• Quoted passage
((

Single cell magnetic imaging
The in situ measurement of biomolecules inside a single cell is an important goal in life science. Among various imaging techniques, the magnetic resonance imaging (MRI) technique can quickly and non-destructively acquire spin distribution images in vivo. As MRI has almost no damage to organisms, it plays an important role in pathological research, diagnosis, and treatment of diseases. However, the spatial resolution limit of traditional MRI is above micrometers, thus it is impossible to perform molecular-scale MRI in a cell. The researchers break the limit with QDAFM, which enables a 10 nm spatial resolution magnetic imaging of ferritins in a single cell.
Wang, P. et al. Nanoscale magnetic imaging of ferritins in a single cell. Science advances 5, 8038 (2019).
Nano magnetic imaging of ferritin in situ
Schematic diagram of nano magnetic imaging experiment
Topological magnetic structure characterization
Magnetic skyrmions are small swirling topological defects in the magnetization texture. It exhibits rich novel physical properties and provides a new platform for studying topological spintronics. The potential applications include high-density, low-power cost and nonvolatile storage devices. However, the detection of a single skyrmion at room temperature is still challenging. Owing to the high sensitivity and high spatial resolution features, QDAFM demonstrated its ability to solve this long-standing problem by reconstructing the full set of spin textures from a measured stray field.
Dovzhenko, Y. et al. Magnetostatic twists in room-temperature skyrmions explored by nitrogen-vacancy center spin texture reconstruction. Nature Communications 9, 2712 (2018).

))

• Source information
((

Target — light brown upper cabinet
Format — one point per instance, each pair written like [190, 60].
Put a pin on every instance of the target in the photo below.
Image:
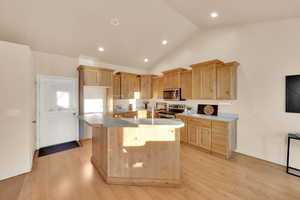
[204, 80]
[157, 87]
[227, 81]
[117, 86]
[94, 76]
[186, 84]
[146, 86]
[129, 86]
[172, 78]
[214, 80]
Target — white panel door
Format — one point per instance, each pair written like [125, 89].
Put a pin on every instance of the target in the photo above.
[57, 110]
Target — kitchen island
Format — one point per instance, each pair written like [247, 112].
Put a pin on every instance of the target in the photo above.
[136, 151]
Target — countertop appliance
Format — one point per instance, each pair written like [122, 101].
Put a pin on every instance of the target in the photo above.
[205, 109]
[172, 94]
[171, 111]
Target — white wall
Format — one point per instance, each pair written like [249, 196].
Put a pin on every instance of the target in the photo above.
[58, 65]
[17, 142]
[267, 53]
[90, 61]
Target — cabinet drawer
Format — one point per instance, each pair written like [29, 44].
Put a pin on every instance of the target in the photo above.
[220, 125]
[200, 122]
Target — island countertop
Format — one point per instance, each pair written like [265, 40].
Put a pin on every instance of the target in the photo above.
[220, 117]
[106, 120]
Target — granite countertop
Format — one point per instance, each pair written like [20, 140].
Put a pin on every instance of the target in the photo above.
[108, 121]
[120, 111]
[220, 117]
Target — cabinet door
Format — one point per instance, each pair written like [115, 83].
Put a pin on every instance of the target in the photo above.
[186, 85]
[204, 82]
[90, 77]
[129, 86]
[226, 81]
[183, 130]
[117, 86]
[220, 137]
[137, 87]
[155, 88]
[161, 88]
[193, 130]
[105, 78]
[146, 87]
[204, 138]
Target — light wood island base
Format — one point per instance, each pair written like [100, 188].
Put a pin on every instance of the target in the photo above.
[145, 155]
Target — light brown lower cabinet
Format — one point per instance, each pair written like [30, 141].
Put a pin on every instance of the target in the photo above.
[212, 135]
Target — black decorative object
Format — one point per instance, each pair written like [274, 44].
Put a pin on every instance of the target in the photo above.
[205, 109]
[57, 148]
[293, 94]
[288, 168]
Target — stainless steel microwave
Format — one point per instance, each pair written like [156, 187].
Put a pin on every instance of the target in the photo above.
[172, 94]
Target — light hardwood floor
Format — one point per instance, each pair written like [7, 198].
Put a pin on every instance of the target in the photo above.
[70, 175]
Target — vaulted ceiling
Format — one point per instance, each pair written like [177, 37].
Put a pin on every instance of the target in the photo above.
[74, 28]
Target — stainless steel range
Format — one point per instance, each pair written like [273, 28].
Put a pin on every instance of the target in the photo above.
[171, 111]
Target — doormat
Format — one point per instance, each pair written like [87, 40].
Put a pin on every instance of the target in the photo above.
[57, 148]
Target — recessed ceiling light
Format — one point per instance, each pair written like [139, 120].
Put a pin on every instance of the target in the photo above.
[214, 15]
[115, 22]
[164, 42]
[101, 49]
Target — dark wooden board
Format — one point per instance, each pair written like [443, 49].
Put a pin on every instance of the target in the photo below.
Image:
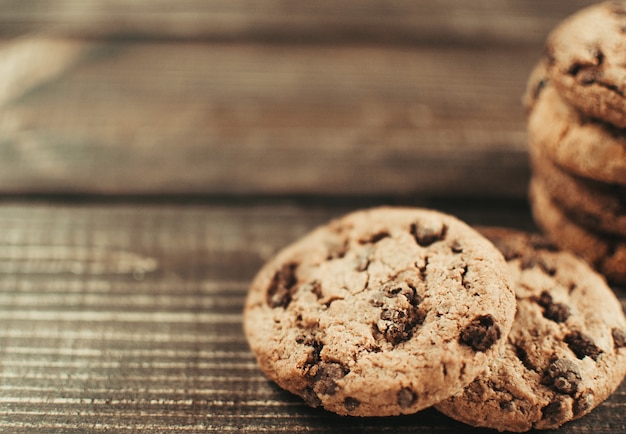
[172, 118]
[127, 318]
[397, 21]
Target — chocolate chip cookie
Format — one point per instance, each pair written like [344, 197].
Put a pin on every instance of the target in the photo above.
[586, 55]
[381, 312]
[606, 253]
[596, 205]
[579, 145]
[566, 352]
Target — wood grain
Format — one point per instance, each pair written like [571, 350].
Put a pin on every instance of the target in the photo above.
[182, 118]
[127, 318]
[397, 21]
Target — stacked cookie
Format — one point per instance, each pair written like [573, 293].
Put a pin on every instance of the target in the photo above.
[576, 102]
[389, 311]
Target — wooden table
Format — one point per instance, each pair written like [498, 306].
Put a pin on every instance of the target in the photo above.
[152, 160]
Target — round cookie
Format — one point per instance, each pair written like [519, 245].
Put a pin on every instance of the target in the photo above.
[586, 54]
[594, 204]
[581, 146]
[535, 84]
[605, 253]
[381, 312]
[566, 352]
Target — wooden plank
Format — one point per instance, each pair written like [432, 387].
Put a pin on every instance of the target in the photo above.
[128, 318]
[403, 21]
[221, 118]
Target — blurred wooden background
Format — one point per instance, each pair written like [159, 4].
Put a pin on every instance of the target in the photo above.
[154, 154]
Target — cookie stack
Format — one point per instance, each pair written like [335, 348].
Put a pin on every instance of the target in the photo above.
[388, 311]
[576, 103]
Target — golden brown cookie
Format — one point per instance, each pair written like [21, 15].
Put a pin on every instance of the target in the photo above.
[566, 352]
[586, 55]
[381, 312]
[587, 148]
[605, 253]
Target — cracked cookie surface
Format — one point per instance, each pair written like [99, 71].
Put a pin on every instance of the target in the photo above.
[577, 144]
[566, 351]
[381, 312]
[605, 252]
[586, 59]
[596, 205]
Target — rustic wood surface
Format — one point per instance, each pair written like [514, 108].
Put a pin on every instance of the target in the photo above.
[420, 96]
[153, 156]
[127, 317]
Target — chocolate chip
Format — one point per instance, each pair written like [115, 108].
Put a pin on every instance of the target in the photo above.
[397, 326]
[467, 285]
[506, 405]
[310, 397]
[557, 312]
[582, 345]
[427, 235]
[326, 376]
[279, 292]
[583, 404]
[351, 404]
[555, 412]
[563, 376]
[456, 247]
[314, 357]
[406, 397]
[481, 333]
[522, 355]
[619, 338]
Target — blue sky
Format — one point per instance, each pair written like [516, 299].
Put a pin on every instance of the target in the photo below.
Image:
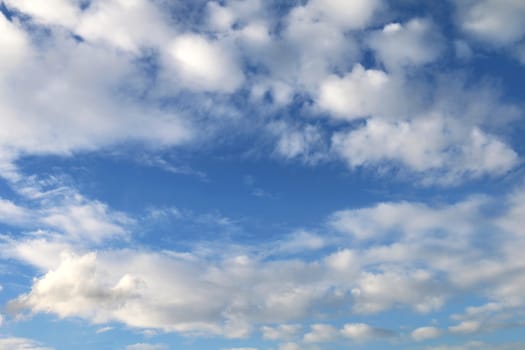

))

• Apply what you read
1. According to the page on magnetic imaging, what spatial resolution does QDAFM achieve when imaging ferritins in a single cell?
2. Echo the page on magnetic imaging, starting at "Wang, P. et" and ending at "measured stray field.".
The listing is not relevant to this work.

• Solution set
1. QDAFM achieves a 10 nm spatial resolution.

2.
Wang, P. et al. Nanoscale magnetic imaging of ferritins in a single cell. Science advances 5, 8038 (2019).
Nano magnetic imaging of ferritin in situ
Schematic diagram of nano magnetic imaging experiment
Topological magnetic structure characterization
Magnetic skyrmions are small swirling topological defects in the magnetization texture. It exhibits rich novel physical properties and provides a new platform for studying topological spintronics. The potential applications include high-density, low-power cost and nonvolatile storage devices. However, the detection of a single skyrmion at room temperature is still challenging. Owing to the high sensitivity and high spatial resolution features, QDAFM demonstrated its ability to solve this long-standing problem by reconstructing the full set of spin textures from a measured stray field.